*** Data Section Begins ***
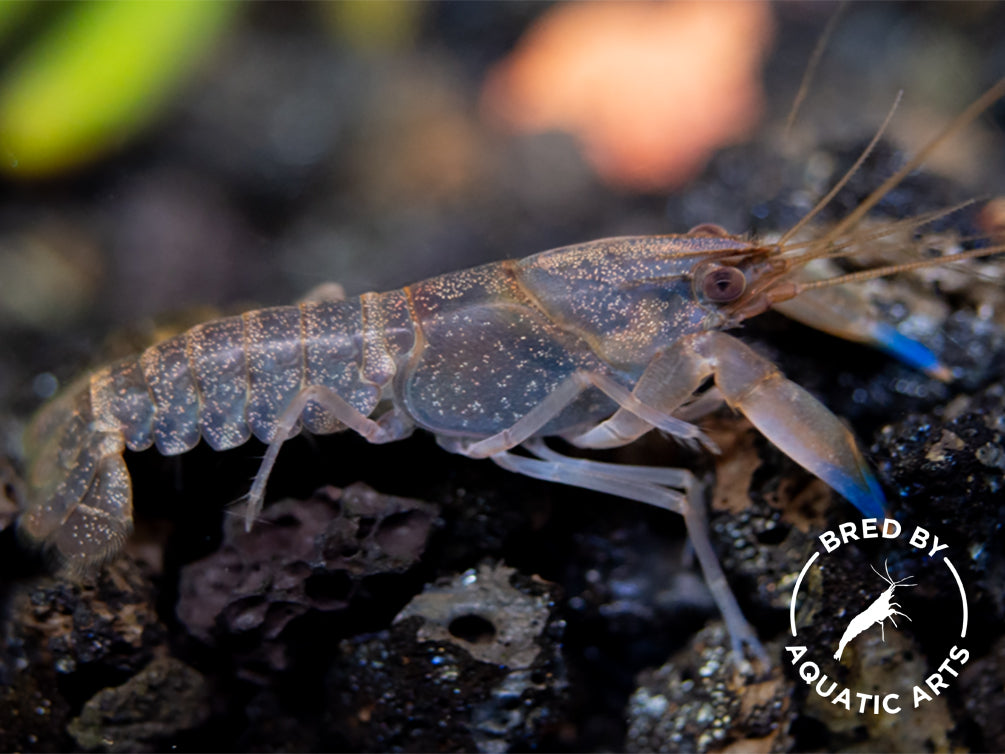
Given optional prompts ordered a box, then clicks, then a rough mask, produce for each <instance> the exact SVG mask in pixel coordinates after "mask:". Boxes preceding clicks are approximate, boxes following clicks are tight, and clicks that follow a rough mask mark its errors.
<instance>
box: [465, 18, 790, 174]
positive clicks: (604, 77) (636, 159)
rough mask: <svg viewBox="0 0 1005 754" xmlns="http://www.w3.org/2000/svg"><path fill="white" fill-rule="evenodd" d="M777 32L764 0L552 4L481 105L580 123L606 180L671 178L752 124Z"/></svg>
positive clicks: (550, 128)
*** Data Section Ends ***
**What the exercise asks**
Pictures are to be left out; please print the rest of the records above word for word.

**Finished exercise**
Given optional prompts ordered a box, then clicks, then a rough mask, produce for each <instance> the exact SVG mask in pixel coordinates after "mask:". Boxes preceding clicks are approximate, boxes following clicks are tight, and clicks that follow a rough mask mark its errors.
<instance>
box: [465, 18, 790, 174]
positive clicks: (604, 77) (636, 159)
rough mask: <svg viewBox="0 0 1005 754" xmlns="http://www.w3.org/2000/svg"><path fill="white" fill-rule="evenodd" d="M777 32L764 0L552 4L481 105L580 123L606 180L671 178L752 124Z"/></svg>
positive clicks: (550, 128)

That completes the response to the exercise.